• Assignment:
Please continue the article on the history of photography and communications, picking up right after its last sentence.

• Selected extract:
_ _ _

Communications courageous

communicating in the 1950s

Toronto. When photography was first announced back in January, 1839, the world was ecstatic. Samuel F. B. Morse, inventor of the telegraph, was visiting France that year and brought the Daguerreotype process back home with him to America.

It was an exciting time to be alive. Technological inventions rapidly followed one another – telephones, automobiles, movies, airplanes, radio, radar, television, transistors, lasers, computers, integrated circuits, smart phones and many more – and this was just in communications!

In our industry, an important part of communications, things moved in leaps and bounds. media resolution improved, media speed improved, practical colour arrived along with flexibility and simplicity (to the user). Camera design, glass design, and lens design, kept pace with media to improve the final result (photographs). Then film, glass plates, and chemistry faded as digital technology became the primary means to photograph everything from bacteria to bugs to people to stars.

_ _ _

• Excerpted records:
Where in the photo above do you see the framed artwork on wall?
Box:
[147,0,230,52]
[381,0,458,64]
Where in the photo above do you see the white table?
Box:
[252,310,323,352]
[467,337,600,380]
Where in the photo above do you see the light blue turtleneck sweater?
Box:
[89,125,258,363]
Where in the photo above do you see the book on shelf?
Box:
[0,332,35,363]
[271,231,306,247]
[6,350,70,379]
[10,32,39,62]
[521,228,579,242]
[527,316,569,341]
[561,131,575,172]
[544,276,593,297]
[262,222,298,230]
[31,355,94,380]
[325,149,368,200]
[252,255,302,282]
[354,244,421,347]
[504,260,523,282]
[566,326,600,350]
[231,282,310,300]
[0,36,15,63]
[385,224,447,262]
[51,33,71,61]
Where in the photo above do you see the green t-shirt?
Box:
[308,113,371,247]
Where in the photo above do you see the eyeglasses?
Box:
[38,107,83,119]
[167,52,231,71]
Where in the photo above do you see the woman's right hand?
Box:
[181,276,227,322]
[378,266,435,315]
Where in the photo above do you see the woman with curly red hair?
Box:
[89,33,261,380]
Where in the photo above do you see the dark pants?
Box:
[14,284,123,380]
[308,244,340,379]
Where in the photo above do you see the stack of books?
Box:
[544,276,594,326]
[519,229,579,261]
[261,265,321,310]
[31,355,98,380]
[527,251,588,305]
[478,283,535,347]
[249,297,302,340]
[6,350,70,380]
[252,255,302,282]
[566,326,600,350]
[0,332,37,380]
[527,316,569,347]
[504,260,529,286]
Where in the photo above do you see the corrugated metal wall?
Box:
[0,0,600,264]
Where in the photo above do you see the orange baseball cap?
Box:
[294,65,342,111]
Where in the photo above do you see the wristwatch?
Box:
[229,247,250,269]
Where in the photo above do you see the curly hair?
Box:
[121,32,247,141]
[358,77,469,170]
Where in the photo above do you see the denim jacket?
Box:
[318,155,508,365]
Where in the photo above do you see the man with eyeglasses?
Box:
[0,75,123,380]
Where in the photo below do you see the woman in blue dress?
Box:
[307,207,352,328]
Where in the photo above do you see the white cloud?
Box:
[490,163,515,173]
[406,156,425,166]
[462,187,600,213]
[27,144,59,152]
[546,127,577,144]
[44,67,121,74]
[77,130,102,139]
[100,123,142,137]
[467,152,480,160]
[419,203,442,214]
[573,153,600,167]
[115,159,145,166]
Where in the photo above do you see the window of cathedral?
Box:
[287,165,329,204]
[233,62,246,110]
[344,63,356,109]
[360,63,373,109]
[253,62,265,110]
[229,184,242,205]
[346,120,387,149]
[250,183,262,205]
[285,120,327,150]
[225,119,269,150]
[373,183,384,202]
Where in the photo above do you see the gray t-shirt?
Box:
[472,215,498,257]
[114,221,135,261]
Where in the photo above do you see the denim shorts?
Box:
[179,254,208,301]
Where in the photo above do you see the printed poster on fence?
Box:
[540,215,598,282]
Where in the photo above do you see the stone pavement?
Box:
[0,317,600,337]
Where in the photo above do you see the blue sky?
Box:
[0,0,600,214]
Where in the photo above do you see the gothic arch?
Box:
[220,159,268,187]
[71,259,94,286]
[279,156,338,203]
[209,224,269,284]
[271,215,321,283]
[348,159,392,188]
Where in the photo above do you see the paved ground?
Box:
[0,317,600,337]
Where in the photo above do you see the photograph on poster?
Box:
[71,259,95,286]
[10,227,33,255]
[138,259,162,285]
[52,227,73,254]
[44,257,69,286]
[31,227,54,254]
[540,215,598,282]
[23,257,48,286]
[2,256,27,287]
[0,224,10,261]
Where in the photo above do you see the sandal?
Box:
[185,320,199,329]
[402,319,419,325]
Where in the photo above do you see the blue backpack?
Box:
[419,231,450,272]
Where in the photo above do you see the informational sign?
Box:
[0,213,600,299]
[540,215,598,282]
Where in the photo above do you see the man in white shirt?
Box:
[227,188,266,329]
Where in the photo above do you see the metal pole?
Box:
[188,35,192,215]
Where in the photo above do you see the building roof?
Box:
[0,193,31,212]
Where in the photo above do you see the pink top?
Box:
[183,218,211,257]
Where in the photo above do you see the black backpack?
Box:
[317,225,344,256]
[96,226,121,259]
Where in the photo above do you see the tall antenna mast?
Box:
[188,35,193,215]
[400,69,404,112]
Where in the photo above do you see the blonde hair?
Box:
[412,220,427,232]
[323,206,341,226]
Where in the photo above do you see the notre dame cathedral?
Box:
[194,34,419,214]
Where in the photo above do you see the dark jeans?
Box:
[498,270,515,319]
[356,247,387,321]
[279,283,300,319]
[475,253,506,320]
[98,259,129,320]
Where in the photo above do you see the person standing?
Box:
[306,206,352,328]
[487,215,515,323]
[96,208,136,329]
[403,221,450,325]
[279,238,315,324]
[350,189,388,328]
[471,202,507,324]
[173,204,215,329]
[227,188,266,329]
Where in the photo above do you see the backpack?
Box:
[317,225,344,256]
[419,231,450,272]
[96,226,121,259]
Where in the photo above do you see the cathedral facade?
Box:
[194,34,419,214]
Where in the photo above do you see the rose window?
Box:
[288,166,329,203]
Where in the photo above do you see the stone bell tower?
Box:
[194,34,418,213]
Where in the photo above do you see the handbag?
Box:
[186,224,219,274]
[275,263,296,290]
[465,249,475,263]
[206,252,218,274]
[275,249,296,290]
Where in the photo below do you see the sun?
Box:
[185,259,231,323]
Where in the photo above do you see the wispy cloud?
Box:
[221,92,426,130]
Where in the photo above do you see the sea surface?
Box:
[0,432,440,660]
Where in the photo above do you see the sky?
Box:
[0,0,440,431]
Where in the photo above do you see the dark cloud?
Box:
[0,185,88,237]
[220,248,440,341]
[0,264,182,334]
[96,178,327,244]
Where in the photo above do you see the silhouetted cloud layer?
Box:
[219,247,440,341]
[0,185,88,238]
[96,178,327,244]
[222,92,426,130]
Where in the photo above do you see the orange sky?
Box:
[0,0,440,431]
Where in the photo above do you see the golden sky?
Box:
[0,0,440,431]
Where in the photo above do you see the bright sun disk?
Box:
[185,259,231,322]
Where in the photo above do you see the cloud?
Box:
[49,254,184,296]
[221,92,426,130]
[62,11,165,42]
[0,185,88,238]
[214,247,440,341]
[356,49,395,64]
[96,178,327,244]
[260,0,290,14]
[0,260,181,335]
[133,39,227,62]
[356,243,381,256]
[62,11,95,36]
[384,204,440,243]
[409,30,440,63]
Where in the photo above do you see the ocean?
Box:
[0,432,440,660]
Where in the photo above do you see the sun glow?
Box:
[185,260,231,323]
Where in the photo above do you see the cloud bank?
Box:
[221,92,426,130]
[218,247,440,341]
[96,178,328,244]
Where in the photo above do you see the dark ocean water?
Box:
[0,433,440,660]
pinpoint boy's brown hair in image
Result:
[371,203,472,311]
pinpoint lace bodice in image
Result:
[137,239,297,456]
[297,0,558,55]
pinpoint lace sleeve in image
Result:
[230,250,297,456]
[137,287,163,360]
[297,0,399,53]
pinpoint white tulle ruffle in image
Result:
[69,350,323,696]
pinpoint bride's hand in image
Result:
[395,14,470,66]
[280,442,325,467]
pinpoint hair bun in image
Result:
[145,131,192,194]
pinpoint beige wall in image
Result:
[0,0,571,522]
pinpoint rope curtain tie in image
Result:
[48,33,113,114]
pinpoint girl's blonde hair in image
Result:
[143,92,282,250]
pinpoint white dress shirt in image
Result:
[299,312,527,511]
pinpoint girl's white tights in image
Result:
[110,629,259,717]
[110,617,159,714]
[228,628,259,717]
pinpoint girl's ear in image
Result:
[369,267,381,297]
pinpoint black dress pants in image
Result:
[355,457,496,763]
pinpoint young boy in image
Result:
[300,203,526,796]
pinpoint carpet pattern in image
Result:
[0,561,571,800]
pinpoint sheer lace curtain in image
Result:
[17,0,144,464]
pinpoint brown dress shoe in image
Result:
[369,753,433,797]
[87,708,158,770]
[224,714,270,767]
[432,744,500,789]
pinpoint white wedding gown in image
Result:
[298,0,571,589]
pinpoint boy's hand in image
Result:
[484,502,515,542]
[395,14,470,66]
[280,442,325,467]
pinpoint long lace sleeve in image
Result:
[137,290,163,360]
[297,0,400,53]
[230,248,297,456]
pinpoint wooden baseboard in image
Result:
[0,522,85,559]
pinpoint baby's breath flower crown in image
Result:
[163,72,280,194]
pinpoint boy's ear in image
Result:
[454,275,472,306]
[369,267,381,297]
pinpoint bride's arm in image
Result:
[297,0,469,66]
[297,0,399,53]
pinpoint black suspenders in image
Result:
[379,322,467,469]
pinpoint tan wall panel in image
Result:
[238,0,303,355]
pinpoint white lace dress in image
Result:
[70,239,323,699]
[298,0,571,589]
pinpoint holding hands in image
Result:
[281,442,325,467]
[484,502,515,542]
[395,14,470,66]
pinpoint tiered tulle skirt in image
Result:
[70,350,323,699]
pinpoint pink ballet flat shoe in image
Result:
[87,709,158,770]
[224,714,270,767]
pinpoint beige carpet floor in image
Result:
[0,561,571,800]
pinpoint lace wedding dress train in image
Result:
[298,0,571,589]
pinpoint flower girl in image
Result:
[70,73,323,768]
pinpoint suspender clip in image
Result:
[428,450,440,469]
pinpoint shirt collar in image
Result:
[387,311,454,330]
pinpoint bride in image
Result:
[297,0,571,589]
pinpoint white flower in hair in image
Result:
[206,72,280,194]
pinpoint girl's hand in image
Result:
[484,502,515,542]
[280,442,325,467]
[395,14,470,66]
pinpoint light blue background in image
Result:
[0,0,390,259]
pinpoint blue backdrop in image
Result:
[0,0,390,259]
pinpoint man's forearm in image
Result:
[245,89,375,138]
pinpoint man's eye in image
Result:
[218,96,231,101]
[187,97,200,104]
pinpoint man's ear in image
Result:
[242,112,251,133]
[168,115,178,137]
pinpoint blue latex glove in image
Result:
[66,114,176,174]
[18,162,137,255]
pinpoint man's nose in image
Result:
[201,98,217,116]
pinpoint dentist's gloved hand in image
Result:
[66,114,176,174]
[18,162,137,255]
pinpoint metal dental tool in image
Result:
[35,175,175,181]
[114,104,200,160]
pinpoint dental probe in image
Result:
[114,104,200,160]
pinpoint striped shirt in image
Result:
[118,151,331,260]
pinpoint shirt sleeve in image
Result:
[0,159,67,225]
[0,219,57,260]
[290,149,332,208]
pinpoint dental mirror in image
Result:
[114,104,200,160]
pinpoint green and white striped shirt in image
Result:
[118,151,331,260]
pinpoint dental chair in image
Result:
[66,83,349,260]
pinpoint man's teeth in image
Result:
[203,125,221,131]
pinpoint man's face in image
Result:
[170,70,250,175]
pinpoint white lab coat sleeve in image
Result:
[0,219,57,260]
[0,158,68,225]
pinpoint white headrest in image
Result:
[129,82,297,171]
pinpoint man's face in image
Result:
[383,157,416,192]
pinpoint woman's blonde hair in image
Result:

_ _ _

• Task answer:
A modern user has no need to learn the skills so necessary for success in the days past. The slightest touch can take a full colour, technically perfect image on a smart phone and another few finger presses can sent it off to anywhere in the world. So simple. So complex.

The lady shown here in her kitchen holding the telephone was taken over sixty years ago. She couldn’t even predict how the world would change for her grandchildren and their grandchildren.